# TEXT PROVIDED:
───

Hello BASK friends! While today is a special day that brings many families and individuals in the United States together, for people who struggle with body image problems and eating disorders, it is also a time that is filled with tremendous anxiety and dread. This information is for those who struggle and it is also for all of us to be mindful of ways to support others. In my work as a clinical psychologist this time of year is when I help my clients develop a plan to cope with the holiday eating season (that starts with Halloween and slows after the New Year). For people who battle eating disorders and body image problems, here are some tips that can help you have a more peaceful celebration:
1) Focus on the joy and reason for coming together. Make the day about gratitude and reflect on what and who you appreciate.
2) Remember that this is only one day. If you eat more than you normally would at a dinner, remember that this is not your "norm."
3) Expect that people are likely going to talk about the food, how much they ate, and how they may want to exercise "to make room" for what they eat. It may be helpful to reframe that people are not trying to be insensitive.
4) If people comment on your body, how much you served yourself or ate, you have a right to tell them that you would rather not focus on that or do not appreciate those comments. You have to decide what you are not willing to "take" and it is up to you to decide where to "draw the line", with who, how and when.
5) Chat with one or two loved ones beforehand who know or need to know about your discomfort with food based celebrations and ask for their help to steer conversation away from food and weight.
6) Let yourself have the food you like and choose your desired amount. If it is a small plate or a large plate, it is all okay. You don't have to answer to people who want to know why you chose what or how much you chose. If you must give a response, you can say that this is what you are hungry for.
7) Practice mindful eating. Describe to yourself (in your head) what it tastes like, smells like, looks like, sounds like, and feels like. You can also practice being mindful in general and describe what your senses observe (not just food based.)
8) Try your best to eat when you are hungry and stop when you are full. Fasting or skipping meals to compensate for calories later is dangerous. Learn how to listen to your body's hunger and fullness cues.
9) When you need a break, take one. Maybe it is to go outside and get some fresh air, or to go to a room by yourself, and/or practice some relaxation and deep breathing.
Finally, let's all be mindful of how this holiday and ones like it can be extremely triggering and terrifying for people who have eating disorders and negative body image. Many people suffer in silence so you may not know if someone is having a difficult time. Since you may not know if someone has eating issues, it is a good rule of thumb to practice the following tips regardless of who you are with. Refrain from comments about your body and others' bodies and what people put on their plates and what they eat or do not eat. Suggesting people take more food and being a "food pusher" can be very stressful to people. Let others decide what and how much they want to eat. Finally, "fat-talk" is super triggering. This comes in many forms like, "You look great. Have you lost weight? or other critical comments that shame someone or statements like, "I have to run x miles before I can eat." Being afraid to eat and hating one's body makes Thanksgiving and other large celebrations centered around food incredibly scary and unnerving. I hope that this helps you feel more comfortable and supported if you do struggle and I also hope it helps you know how to support those who have eating and body image issues. May today be a time to gather with the people you love. Thank you for taking your time today.

───

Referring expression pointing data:
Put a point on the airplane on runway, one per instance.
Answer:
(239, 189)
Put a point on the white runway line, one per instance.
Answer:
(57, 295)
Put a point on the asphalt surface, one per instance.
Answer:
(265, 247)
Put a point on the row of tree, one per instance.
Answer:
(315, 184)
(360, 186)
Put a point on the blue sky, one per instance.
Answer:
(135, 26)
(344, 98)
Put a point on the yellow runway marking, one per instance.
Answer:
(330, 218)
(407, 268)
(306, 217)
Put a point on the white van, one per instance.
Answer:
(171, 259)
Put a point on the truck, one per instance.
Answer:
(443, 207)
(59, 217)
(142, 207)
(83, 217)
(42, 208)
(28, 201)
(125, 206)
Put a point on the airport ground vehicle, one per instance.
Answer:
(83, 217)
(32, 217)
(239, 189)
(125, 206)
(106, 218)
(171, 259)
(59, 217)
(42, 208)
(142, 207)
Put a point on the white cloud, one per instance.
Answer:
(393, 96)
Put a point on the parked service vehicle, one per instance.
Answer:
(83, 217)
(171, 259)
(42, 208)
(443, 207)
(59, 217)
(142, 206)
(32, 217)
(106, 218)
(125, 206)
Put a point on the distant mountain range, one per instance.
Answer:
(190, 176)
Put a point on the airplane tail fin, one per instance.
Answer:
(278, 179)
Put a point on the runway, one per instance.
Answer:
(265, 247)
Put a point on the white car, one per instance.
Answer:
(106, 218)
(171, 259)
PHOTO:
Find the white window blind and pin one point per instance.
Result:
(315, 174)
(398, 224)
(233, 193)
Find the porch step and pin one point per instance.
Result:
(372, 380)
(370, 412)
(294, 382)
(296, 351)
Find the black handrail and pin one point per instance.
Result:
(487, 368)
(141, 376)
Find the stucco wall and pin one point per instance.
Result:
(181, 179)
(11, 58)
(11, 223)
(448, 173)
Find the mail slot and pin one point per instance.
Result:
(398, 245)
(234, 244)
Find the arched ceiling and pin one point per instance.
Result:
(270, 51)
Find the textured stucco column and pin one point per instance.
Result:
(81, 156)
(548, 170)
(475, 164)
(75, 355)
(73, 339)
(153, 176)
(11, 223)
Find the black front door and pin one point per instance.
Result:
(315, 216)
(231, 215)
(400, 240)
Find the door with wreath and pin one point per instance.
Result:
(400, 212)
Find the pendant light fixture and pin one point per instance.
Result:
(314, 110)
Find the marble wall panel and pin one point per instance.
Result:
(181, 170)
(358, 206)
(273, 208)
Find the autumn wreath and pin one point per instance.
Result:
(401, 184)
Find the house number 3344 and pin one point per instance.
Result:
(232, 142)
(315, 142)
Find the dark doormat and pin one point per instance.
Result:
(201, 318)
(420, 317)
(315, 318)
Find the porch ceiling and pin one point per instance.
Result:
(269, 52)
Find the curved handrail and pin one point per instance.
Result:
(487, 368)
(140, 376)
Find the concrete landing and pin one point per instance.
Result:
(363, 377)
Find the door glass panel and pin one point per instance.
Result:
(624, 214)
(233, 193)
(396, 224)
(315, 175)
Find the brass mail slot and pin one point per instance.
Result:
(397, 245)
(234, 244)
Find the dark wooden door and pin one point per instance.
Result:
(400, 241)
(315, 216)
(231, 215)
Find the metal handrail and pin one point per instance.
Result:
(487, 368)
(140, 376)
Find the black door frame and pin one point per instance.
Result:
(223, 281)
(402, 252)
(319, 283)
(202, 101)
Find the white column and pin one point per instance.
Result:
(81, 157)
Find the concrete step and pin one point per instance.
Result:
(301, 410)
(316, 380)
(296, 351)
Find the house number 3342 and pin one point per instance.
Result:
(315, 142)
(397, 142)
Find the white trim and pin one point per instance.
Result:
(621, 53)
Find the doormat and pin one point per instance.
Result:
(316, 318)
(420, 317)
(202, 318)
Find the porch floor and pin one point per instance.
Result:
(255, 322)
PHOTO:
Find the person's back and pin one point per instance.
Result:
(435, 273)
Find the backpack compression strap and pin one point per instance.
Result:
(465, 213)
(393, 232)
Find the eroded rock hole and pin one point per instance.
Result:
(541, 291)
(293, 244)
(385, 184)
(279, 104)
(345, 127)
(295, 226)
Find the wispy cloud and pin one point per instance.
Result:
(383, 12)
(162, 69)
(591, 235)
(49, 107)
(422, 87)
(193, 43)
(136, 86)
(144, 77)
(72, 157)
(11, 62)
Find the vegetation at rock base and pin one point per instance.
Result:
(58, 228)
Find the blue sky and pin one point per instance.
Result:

───

# INSTRUCTIONS:
A. In the Thanksgiving tips, when does the holiday eating season begin?
B. Please rewrite the Thanksgiving tips between "5) Chat with" and "food and weight.", inclusive, replacing "loved ones" with "trusted friends".

# SOLUTION SET:
A. It begins with Halloween.

B.
5) Chat with one or two trusted friends beforehand who know or need to know about your discomfort with food based celebrations and ask for their help to steer conversation away from food and weight.